Passo citato:
La “nuova strategia” in Iraq di Bush non è altro che un’escalation bellica intesa a rendere meno umiliante il ritiro delle truppe

 

Sotto il profilo strettamente

militare, la nuova

linea di condotta

voluta da Bush in Iraq non è

un’altra “tempesta nel deserto”,

ma - più modestamente -

una tempesta in un bicchier

d’acqua.

Annunciata in forma solenne

con un discorso presidenziale

alla nazione e preceduta da

alcuni importanti avvicendamenti

di comandanti sul campo,

la strategia varata dalla

Casa Bianca non è né vecchia

né nuova: molto più semplicemente

non è, almeno in termini

militari. Non ci sono

innovazioni operative, mutamenti

di approccio, nuove tattiche;

ci sono solo 21.500

uomini in più rispetto ai circa

135.000 già presenti in territorio

iracheno, dunque un

incremento del 15% che non

muta i rapporti di forza e, tanto

meno, le prospettive del

conflitto. In particolare, non

garantisce ai reparti statunitensi

quella schiacciante superiorità

numerica sulle forze

insurrezionali che - secondo

la dottrina militare classica - è

indispensabile per garantire il

controllo di un territorio.

Esercizio breve 1: Trascriva il tratto del passo sulla strategia in Iraq che va da "quella schiacciante superiorità" fino a "di un territorio.", sostituendo "superiorità" con "predominanza".
Esercizio breve 2:
In base al passo sulla strategia in Iraq, risponda alle domande seguenti:
(a) In che modo è stata annunciata la strategia voluta da Bush?
(b) Quanti uomini vengono aggiunti a quelli già presenti in territorio iracheno?
(c) A quale percentuale corrisponde tale incremento?
Si attenga esclusivamente al passo sulla strategia in Iraq.

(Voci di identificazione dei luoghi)
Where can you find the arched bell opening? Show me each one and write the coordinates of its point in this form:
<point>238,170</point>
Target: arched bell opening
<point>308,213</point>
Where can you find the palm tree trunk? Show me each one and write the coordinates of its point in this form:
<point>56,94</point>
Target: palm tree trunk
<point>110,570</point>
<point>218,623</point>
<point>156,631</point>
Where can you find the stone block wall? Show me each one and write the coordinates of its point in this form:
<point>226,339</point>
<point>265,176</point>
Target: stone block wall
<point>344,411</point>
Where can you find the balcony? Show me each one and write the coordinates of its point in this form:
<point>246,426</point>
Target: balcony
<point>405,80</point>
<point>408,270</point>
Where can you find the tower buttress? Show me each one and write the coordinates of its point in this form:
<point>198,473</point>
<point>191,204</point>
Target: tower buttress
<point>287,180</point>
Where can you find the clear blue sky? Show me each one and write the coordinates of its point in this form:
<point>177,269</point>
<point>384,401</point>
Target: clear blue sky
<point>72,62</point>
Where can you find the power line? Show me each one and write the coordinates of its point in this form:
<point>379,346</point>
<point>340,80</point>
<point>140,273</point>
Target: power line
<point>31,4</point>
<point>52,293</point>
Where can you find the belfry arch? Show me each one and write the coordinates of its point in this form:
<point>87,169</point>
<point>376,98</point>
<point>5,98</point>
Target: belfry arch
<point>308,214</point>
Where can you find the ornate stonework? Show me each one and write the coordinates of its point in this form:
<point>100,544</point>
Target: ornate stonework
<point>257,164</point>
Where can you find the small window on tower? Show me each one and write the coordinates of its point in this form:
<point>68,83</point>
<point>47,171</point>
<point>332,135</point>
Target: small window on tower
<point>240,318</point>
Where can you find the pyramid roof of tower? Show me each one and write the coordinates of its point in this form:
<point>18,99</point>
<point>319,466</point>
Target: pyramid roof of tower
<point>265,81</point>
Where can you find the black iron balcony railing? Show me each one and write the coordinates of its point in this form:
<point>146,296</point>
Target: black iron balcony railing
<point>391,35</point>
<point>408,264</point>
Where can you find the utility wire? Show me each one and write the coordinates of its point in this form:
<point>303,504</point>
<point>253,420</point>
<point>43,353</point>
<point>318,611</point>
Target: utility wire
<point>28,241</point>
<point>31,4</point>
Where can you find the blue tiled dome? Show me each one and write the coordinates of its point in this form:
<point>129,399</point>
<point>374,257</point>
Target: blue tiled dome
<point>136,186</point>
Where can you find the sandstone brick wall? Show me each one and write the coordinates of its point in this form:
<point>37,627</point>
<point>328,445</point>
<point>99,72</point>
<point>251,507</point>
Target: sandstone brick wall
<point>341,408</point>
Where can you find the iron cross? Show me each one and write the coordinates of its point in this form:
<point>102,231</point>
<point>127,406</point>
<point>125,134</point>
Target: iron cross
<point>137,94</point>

Risultato 1:
quella schiacciante predominanza

numerica sulle forze

insurrezionali che - secondo

la dottrina militare classica - è

indispensabile per garantire il

controllo di un territorio.

Risultato 2:
(a) In forma solenne, con un discorso presidenziale alla nazione.
(b) 21.500 uomini, rispetto ai circa 135.000 già presenti.
(c) Al 15%.